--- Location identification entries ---
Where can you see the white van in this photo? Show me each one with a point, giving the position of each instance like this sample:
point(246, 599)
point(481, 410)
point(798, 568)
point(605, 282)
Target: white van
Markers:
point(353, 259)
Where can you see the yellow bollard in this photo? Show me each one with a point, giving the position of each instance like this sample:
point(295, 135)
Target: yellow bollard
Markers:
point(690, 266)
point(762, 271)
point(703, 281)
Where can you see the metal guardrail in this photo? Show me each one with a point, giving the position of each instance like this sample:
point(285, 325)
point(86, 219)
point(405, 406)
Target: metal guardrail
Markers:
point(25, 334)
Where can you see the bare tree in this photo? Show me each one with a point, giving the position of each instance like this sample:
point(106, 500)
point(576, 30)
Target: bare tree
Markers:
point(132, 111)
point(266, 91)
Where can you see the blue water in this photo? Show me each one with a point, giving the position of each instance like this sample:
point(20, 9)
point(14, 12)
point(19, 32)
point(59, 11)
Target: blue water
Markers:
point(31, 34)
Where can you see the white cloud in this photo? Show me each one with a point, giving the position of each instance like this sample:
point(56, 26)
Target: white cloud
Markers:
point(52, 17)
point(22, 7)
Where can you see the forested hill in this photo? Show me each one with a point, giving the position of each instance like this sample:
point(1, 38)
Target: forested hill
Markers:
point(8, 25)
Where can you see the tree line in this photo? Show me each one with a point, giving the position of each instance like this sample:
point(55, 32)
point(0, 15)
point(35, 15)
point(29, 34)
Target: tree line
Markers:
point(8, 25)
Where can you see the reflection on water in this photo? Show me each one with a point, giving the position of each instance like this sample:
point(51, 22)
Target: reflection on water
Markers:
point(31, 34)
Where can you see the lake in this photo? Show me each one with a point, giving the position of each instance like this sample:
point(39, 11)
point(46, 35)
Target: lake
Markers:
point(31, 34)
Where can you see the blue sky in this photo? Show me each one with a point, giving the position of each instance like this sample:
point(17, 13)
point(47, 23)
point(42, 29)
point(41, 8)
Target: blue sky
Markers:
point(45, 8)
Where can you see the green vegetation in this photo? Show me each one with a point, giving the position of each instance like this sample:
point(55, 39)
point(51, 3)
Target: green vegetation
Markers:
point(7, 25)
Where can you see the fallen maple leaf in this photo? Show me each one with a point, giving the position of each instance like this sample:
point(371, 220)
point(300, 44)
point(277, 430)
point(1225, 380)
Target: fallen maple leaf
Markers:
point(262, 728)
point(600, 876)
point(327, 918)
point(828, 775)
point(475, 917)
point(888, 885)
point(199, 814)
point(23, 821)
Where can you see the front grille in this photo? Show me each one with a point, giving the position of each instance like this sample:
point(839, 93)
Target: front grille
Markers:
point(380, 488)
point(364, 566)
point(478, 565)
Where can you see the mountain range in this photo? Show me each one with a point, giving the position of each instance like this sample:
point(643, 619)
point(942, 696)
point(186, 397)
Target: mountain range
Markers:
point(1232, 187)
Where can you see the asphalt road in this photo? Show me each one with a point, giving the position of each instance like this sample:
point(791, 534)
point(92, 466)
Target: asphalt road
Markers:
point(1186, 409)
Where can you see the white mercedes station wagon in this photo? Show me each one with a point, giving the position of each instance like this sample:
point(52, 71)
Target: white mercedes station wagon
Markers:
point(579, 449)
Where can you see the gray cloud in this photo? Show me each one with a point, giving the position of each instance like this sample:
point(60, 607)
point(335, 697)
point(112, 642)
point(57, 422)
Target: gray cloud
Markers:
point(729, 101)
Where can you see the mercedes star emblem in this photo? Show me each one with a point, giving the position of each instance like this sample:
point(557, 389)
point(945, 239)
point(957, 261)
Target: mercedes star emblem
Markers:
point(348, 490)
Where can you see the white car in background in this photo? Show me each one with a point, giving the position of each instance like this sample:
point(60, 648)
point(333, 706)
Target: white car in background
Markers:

--- The exercise ---
Rewrite the lines above as a Markdown table with the columns "Row" and "Line," numbering each row and leaving out any blank lines.

--- Exercise solution ---
| Row | Line |
|---|---|
| 1 | Where can you see the white van in this photo? Show me each one with a point, giving the position of each instance like this sample: |
| 2 | point(246, 599) |
| 3 | point(481, 410) |
| 4 | point(798, 568) |
| 5 | point(605, 282) |
| 6 | Target: white van |
| 7 | Markers: |
| 8 | point(353, 259) |
| 9 | Where can you see the yellow bollard in this photo? Show me each one with a point, giving the position of each instance like this sample: |
| 10 | point(295, 135) |
| 11 | Target: yellow bollard |
| 12 | Markers: |
| 13 | point(690, 266) |
| 14 | point(762, 271) |
| 15 | point(703, 281) |
| 16 | Where can you see the metal guardrail in this photo? Show me each one with a point, giving the position of each instance like this sample: |
| 17 | point(285, 325) |
| 18 | point(86, 219) |
| 19 | point(405, 406) |
| 20 | Target: metal guardrail |
| 21 | Markers: |
| 22 | point(25, 334) |
| 23 | Where can you see the bare tree in this photo? Show me each one with a point, giving the position of each instance like this sample: |
| 24 | point(106, 500) |
| 25 | point(576, 30) |
| 26 | Target: bare tree |
| 27 | Markers: |
| 28 | point(132, 111) |
| 29 | point(266, 91) |
| 30 | Where can you see the blue water in this photo? Show me each one with a point, giving the position of each instance like this sample: |
| 31 | point(20, 9) |
| 32 | point(14, 12) |
| 33 | point(19, 32) |
| 34 | point(59, 11) |
| 35 | Target: blue water |
| 36 | Markers: |
| 37 | point(31, 34) |
| 38 | Where can you see the white cloud in this photo? Show me each one with a point, giving the position of each instance like this sample: |
| 39 | point(56, 26) |
| 40 | Target: white cloud |
| 41 | Markers: |
| 42 | point(52, 17) |
| 43 | point(22, 7) |
| 44 | Where can you see the forested hill in this photo? Show me each one with a point, giving the position of each instance like this sample: |
| 45 | point(1, 38) |
| 46 | Target: forested hill |
| 47 | Markers: |
| 48 | point(8, 25) |
| 49 | Where can you see the tree line in this photo? Show me each one with a point, giving the position of each instance like this sample: |
| 50 | point(55, 32) |
| 51 | point(0, 15) |
| 52 | point(35, 15) |
| 53 | point(29, 34) |
| 54 | Target: tree line |
| 55 | Markers: |
| 56 | point(8, 25) |
| 57 | Where can you see the reflection on water in this photo? Show me each one with a point, giving the position of each instance like this sample: |
| 58 | point(51, 22) |
| 59 | Target: reflection on water |
| 60 | Markers: |
| 61 | point(31, 34) |
| 62 | Where can you see the lake in this photo? Show me each one with a point, giving the position of each instance like this sample: |
| 63 | point(39, 11) |
| 64 | point(46, 35) |
| 65 | Target: lake |
| 66 | Markers: |
| 67 | point(31, 34) |
| 68 | Where can you see the blue sky in this photo? Show me each one with a point, giving the position of each instance like this sample: |
| 69 | point(17, 13) |
| 70 | point(47, 23) |
| 71 | point(42, 29) |
| 72 | point(41, 8) |
| 73 | Target: blue sky |
| 74 | Markers: |
| 75 | point(45, 8) |
| 76 | Where can you see the green vegetation in this photo? Show me each one with a point, giving the position of each instance like this sample: |
| 77 | point(55, 39) |
| 78 | point(51, 3) |
| 79 | Target: green vegetation |
| 80 | Markers: |
| 81 | point(7, 25) |
| 82 | Where can you see the fallen maple leaf in this photo? Show me each one with a point, giving the position of each instance like this sample: |
| 83 | point(371, 220) |
| 84 | point(300, 44) |
| 85 | point(277, 430) |
| 86 | point(1225, 380) |
| 87 | Target: fallen maple leaf |
| 88 | Markers: |
| 89 | point(262, 728) |
| 90 | point(600, 876) |
| 91 | point(327, 918) |
| 92 | point(828, 775) |
| 93 | point(475, 917) |
| 94 | point(888, 885) |
| 95 | point(199, 814) |
| 96 | point(23, 821) |
| 97 | Where can you see the front grille in this photo? Show me each one with a point, giving the position of each instance like this sample: |
| 98 | point(839, 93) |
| 99 | Target: front grille |
| 100 | Markers: |
| 101 | point(380, 488) |
| 102 | point(364, 566) |
| 103 | point(478, 565) |
| 104 | Where can you see the mountain range in this photo? Show me each one with a point, giving the position of each instance like this sample: |
| 105 | point(643, 619) |
| 106 | point(942, 696) |
| 107 | point(186, 397) |
| 108 | Target: mountain range |
| 109 | Markers: |
| 110 | point(1232, 187) |
| 111 | Where can you see the asphalt road in this photo? Show me each one with a point, giving the position of each instance like this sample: |
| 112 | point(791, 534) |
| 113 | point(92, 466) |
| 114 | Target: asphalt road |
| 115 | Markers: |
| 116 | point(1186, 409) |
| 117 | Where can you see the white mercedes station wagon in this photo? Show me each one with a point, giving the position of each instance like this sample: |
| 118 | point(52, 71) |
| 119 | Target: white mercedes station wagon |
| 120 | Markers: |
| 121 | point(579, 449) |
| 122 | Where can you see the gray cloud in this photo? Show me each one with a point, giving the position of each instance like this sample: |
| 123 | point(60, 607) |
| 124 | point(335, 697) |
| 125 | point(112, 642) |
| 126 | point(57, 422) |
| 127 | Target: gray cloud |
| 128 | Markers: |
| 129 | point(729, 101) |
| 130 | Where can you see the mercedes star emblem in this photo? Show me each one with a point, giving the position of each instance like this sample: |
| 131 | point(557, 389) |
| 132 | point(945, 239) |
| 133 | point(957, 261) |
| 134 | Target: mercedes star emblem |
| 135 | Markers: |
| 136 | point(348, 490) |
| 137 | Where can you see the white car in background in this photo? Show me each one with a point, giving the position of each instance like this sample: |
| 138 | point(60, 648) |
| 139 | point(333, 706) |
| 140 | Target: white car in background |
| 141 | Markers: |